▶ WORKING DATA
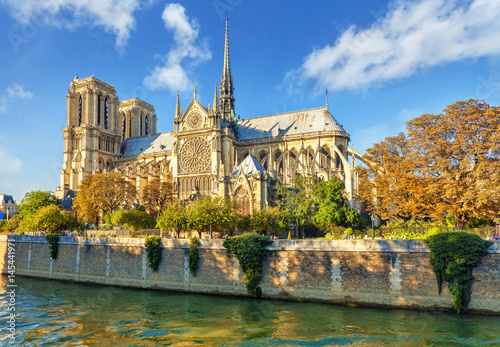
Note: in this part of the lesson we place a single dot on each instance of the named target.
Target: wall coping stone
(394, 246)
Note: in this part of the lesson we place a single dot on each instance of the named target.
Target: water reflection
(58, 313)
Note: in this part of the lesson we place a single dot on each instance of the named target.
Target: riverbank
(384, 273)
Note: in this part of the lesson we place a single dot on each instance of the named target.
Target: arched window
(106, 113)
(326, 159)
(279, 165)
(124, 124)
(140, 122)
(80, 111)
(262, 156)
(99, 109)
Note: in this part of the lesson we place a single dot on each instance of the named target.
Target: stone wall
(393, 273)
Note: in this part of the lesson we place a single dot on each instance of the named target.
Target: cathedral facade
(210, 152)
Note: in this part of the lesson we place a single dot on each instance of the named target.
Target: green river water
(54, 313)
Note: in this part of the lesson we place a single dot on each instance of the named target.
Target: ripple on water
(57, 313)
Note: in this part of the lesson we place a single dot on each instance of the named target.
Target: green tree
(272, 220)
(50, 218)
(298, 201)
(332, 209)
(133, 220)
(156, 196)
(103, 193)
(174, 217)
(212, 215)
(36, 199)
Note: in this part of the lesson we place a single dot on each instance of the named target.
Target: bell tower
(93, 133)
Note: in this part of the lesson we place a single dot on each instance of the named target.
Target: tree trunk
(461, 221)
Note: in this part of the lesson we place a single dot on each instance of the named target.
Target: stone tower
(93, 133)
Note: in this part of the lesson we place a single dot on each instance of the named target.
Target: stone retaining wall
(393, 273)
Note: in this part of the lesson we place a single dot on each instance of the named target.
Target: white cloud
(185, 53)
(364, 138)
(9, 163)
(13, 92)
(412, 36)
(115, 16)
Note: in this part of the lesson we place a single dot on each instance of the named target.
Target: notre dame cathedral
(209, 152)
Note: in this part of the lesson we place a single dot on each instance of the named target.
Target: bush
(349, 232)
(250, 250)
(153, 251)
(53, 240)
(453, 256)
(193, 256)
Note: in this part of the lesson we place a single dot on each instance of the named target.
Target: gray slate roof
(288, 123)
(6, 199)
(249, 165)
(147, 144)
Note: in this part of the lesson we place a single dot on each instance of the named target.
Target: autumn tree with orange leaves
(442, 164)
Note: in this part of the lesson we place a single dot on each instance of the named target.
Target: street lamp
(373, 229)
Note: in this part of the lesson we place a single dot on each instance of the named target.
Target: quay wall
(386, 273)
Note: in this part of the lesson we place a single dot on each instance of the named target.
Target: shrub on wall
(193, 256)
(250, 250)
(453, 257)
(53, 240)
(153, 251)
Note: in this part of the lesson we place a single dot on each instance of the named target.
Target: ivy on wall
(453, 257)
(153, 251)
(53, 240)
(193, 256)
(250, 250)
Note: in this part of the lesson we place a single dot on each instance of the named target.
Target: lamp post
(373, 229)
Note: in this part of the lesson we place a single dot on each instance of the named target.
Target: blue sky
(383, 62)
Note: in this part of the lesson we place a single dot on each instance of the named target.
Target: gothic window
(263, 156)
(124, 123)
(140, 121)
(99, 109)
(106, 113)
(279, 165)
(310, 156)
(80, 111)
(243, 200)
(326, 159)
(195, 155)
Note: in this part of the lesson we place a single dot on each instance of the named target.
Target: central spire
(226, 84)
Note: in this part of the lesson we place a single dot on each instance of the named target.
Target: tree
(103, 193)
(133, 220)
(392, 186)
(156, 196)
(298, 201)
(32, 202)
(332, 209)
(50, 218)
(273, 220)
(174, 217)
(212, 215)
(36, 199)
(445, 164)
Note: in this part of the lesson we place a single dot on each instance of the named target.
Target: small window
(99, 109)
(106, 113)
(80, 111)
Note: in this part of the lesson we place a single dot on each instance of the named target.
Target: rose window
(194, 155)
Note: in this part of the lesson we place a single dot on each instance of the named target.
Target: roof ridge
(281, 113)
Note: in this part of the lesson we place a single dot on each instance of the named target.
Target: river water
(54, 313)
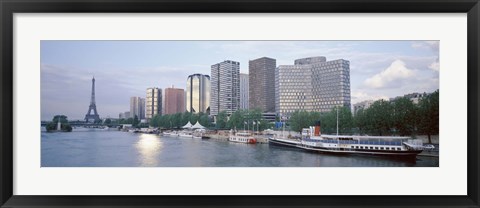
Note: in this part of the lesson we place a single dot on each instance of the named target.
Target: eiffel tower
(92, 117)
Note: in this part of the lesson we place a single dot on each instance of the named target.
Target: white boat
(185, 134)
(312, 140)
(242, 137)
(198, 134)
(171, 133)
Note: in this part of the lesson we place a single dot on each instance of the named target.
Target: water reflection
(149, 147)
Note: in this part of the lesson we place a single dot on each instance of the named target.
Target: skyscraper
(174, 100)
(312, 84)
(137, 107)
(198, 93)
(153, 102)
(244, 94)
(262, 84)
(225, 87)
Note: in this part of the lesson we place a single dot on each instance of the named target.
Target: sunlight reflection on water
(149, 147)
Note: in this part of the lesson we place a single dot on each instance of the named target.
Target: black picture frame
(10, 7)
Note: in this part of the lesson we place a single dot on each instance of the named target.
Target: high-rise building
(312, 84)
(153, 102)
(362, 105)
(137, 107)
(198, 93)
(262, 84)
(244, 94)
(126, 115)
(174, 100)
(225, 87)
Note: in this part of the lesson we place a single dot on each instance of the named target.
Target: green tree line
(397, 117)
(64, 125)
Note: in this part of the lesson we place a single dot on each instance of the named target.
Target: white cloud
(395, 72)
(435, 66)
(433, 45)
(359, 96)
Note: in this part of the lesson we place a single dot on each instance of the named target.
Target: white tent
(198, 126)
(187, 126)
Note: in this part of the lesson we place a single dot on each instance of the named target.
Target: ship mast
(337, 120)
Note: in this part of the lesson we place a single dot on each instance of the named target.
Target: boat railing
(391, 143)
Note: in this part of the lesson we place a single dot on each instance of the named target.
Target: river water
(111, 148)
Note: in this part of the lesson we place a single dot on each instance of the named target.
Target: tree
(185, 118)
(380, 120)
(194, 118)
(298, 120)
(237, 119)
(155, 121)
(204, 120)
(360, 121)
(428, 111)
(176, 120)
(64, 125)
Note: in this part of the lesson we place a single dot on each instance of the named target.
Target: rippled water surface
(107, 148)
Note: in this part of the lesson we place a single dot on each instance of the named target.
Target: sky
(122, 69)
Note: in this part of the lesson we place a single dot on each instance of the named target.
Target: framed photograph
(246, 104)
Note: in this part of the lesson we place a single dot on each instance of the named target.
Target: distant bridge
(85, 124)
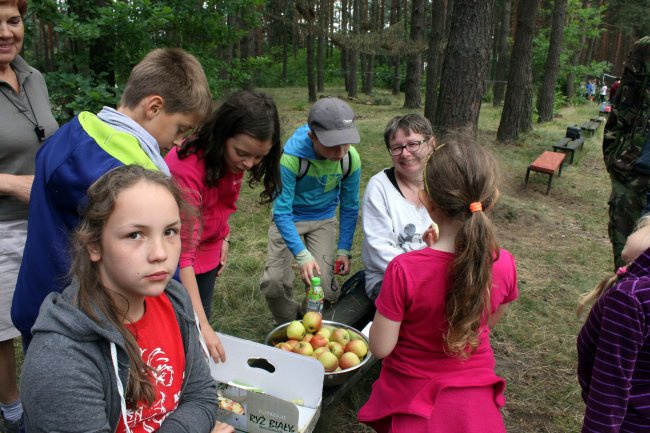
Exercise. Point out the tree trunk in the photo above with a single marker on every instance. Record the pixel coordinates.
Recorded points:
(413, 94)
(503, 52)
(575, 59)
(344, 51)
(465, 68)
(552, 67)
(395, 15)
(517, 115)
(322, 37)
(311, 82)
(353, 55)
(435, 57)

▶ WHAT YOU HAVE TO DO
What is needed is an exact copy of every entry, with the pictures removed.

▶ ANSWER TO THIS EXERCISE
Note: in this part of the lesson we place a single dot on each instance of the named target.
Target: wall coping stone
(394, 246)
Note: in this part of the lesson we place a single dot on each instance of the named target.
Target: water reflection
(58, 313)
Note: in this part of the lesson we place a single dot on each instance of the named target.
Target: riverbank
(384, 273)
Note: in this part of the lesson we place a single dot on each instance of the named target.
Target: arched window
(106, 113)
(326, 159)
(279, 165)
(124, 124)
(140, 122)
(80, 111)
(262, 156)
(99, 109)
Note: in this part of the lesson we place a single dot on each instance of the named target.
Target: stone wall
(393, 273)
Note: in this part of the lesson we place a single dot on each instance of the named target.
Target: cathedral facade
(210, 152)
Note: in this part of the lesson we place a single dot on each instance of the named target.
Target: green river water
(54, 313)
Note: in this part of the lesson we place a single dot on each instance of the named target.
Target: ripple on water
(57, 313)
Note: in this part of the lesson we place a single dot on each instance of the named target.
Target: green tree
(272, 220)
(50, 218)
(298, 201)
(332, 209)
(133, 220)
(156, 196)
(103, 193)
(174, 217)
(212, 215)
(36, 199)
Note: in this part of the lesson we place a single dot on each instance of the named target.
Target: bell tower
(93, 133)
Note: in this part of the lesson we place a single dot on each instance of the named target.
Target: tree trunk
(461, 221)
Note: in this part of the lesson we place a single dot on each instance of the named target.
Target: stone tower
(93, 133)
Note: in this part of the lesson we place a single dot on each instance of the named target.
Target: stone retaining wall
(393, 273)
Note: in this part of the lesson we place a single dot on each instance of the named target.
Target: white cloud
(185, 53)
(364, 138)
(9, 163)
(13, 92)
(412, 36)
(115, 16)
Note: in this part of the lesson we place a single dot on each instance of the named target.
Target: notre dame cathedral
(209, 152)
Note: in this part of the lesson we place a single dot on each instance of the named target.
Target: bush
(349, 232)
(250, 250)
(153, 251)
(53, 240)
(453, 256)
(193, 256)
Note: in this part of the lesson we place a single dot on each instance of the named target.
Target: gray slate roof
(288, 123)
(6, 199)
(249, 165)
(147, 144)
Note: in this part of the lesson we place a single dot on each instance of the named target.
Target: autumn tree with orange leaves
(442, 164)
Note: in this part of the lesson we place a single dot on each instance of the named target.
Target: street lamp
(373, 229)
Note: in this part of the lesson we place a single dot on each instance of the named target.
Target: quay wall
(386, 273)
Note: in this part of the lesson we place a single dot on each instance of the named target.
Target: shrub on wall
(193, 256)
(250, 250)
(453, 257)
(53, 240)
(153, 251)
Note: in this part of the lesson we place a single dot on each instance of the named target.
Target: ivy on wall
(453, 257)
(153, 251)
(53, 240)
(193, 256)
(250, 250)
Note: in this part of the lesson we place a single dot on each instance of the named target.
Target: lamp post
(373, 229)
Note: in this part of the lesson we place a single dot on each instance of the named target.
Target: blue sky
(383, 62)
Note: in this part of the lesson we place a single dot on each instance of the named target.
Target: gothic window
(263, 156)
(124, 123)
(140, 121)
(99, 109)
(106, 113)
(279, 165)
(310, 156)
(80, 111)
(243, 200)
(326, 159)
(195, 155)
Note: in this part of the lesson we place a single dot on each instance of the named target.
Target: central spire
(226, 84)
Note: in this part of the lesson we place a single dot on each instance of the named target.
Target: tree
(103, 193)
(133, 220)
(392, 186)
(156, 196)
(298, 201)
(32, 202)
(332, 209)
(50, 218)
(273, 220)
(174, 217)
(212, 215)
(36, 199)
(445, 164)
Note: in this part of the lesson we place a single dot on each instance of the named target.
Target: small window
(99, 109)
(106, 113)
(80, 111)
Note: in this part of the lesson we place a single dot on each instance of the named target.
Target: rose window
(194, 155)
Note: in this part of the lesson we place a single dot on each instance of the named target.
Target: roof ridge
(281, 113)
Note: in this part of the lesson we place a single dot on each instance of the named target.
Target: river water
(54, 313)
Note: in this part of the lesson we place a single dot on each instance of the named target.
Target: eiffel tower
(92, 117)
Note: in this part of the lesson we place a single dot on each instance of the named target.
Target: white boat
(185, 134)
(312, 140)
(242, 137)
(198, 134)
(171, 133)
Note: in this part of the lesson we place a single dot on each instance of the named target.
Target: water reflection
(149, 147)
Note: in this part of the lesson we place a single dot on each instance of the named target.
Target: skyscraper
(174, 100)
(312, 84)
(137, 107)
(198, 93)
(153, 102)
(244, 94)
(262, 84)
(225, 87)
Note: in this part of the lesson we place a single dot on each instance of the named target.
Target: sunlight reflection on water
(149, 147)
Note: in this part of the lesson we place a single dot on each instance of the named target.
Target: black picture frame
(10, 7)
Note: in this part of the lesson we place a single dot on each instance of the named target.
Target: high-rise building
(312, 84)
(153, 102)
(362, 105)
(137, 107)
(198, 93)
(262, 84)
(244, 94)
(126, 115)
(174, 100)
(225, 87)
Note: in this part of the lesson we place a single dot on each instance of the named target.
Target: green tree line
(397, 117)
(64, 125)
Note: in this part of the lesson we place a single dot on each instance of the named target.
Target: white cloud
(395, 72)
(435, 66)
(433, 45)
(359, 96)
Note: in this part of the lesson we place a single dot on each instance of the named target.
Target: white tent
(198, 126)
(187, 126)
Note: in this part of the lesson we place a single dot on each instance of the named target.
Target: ship mast
(337, 120)
Note: in this part of the lesson we place a single dot on each instance of the named target.
Target: boat railing
(391, 143)
Note: in this part of the lesson we place a single dot on each instance of the named target.
Target: river water
(111, 148)
Note: in this part of the lesson we place a single dot on each instance of the named target.
Target: tree
(185, 118)
(380, 120)
(194, 118)
(298, 120)
(237, 119)
(155, 121)
(204, 120)
(360, 121)
(428, 111)
(176, 120)
(64, 125)
Note: in this part of the lesson we place a single dot on each instance of the named target.
Target: rippled water surface
(107, 148)
Note: in this part of the lesson we place a single dot on each instance of the named target.
Target: sky
(122, 69)
Note: in this part of the lesson we place a single dot on each instance of the named target.
Target: framed photograph
(246, 104)
Note: in this part of the lesson we place a single dot on each instance of the named target.
Target: distant bridge
(85, 124)
Exercise. Point out the tree trunk in the photo above with a single marker on every instance. Record the pixel coordinates.
Recorded points:
(413, 94)
(503, 52)
(575, 59)
(344, 51)
(465, 68)
(552, 67)
(395, 15)
(517, 115)
(322, 37)
(311, 82)
(353, 55)
(435, 57)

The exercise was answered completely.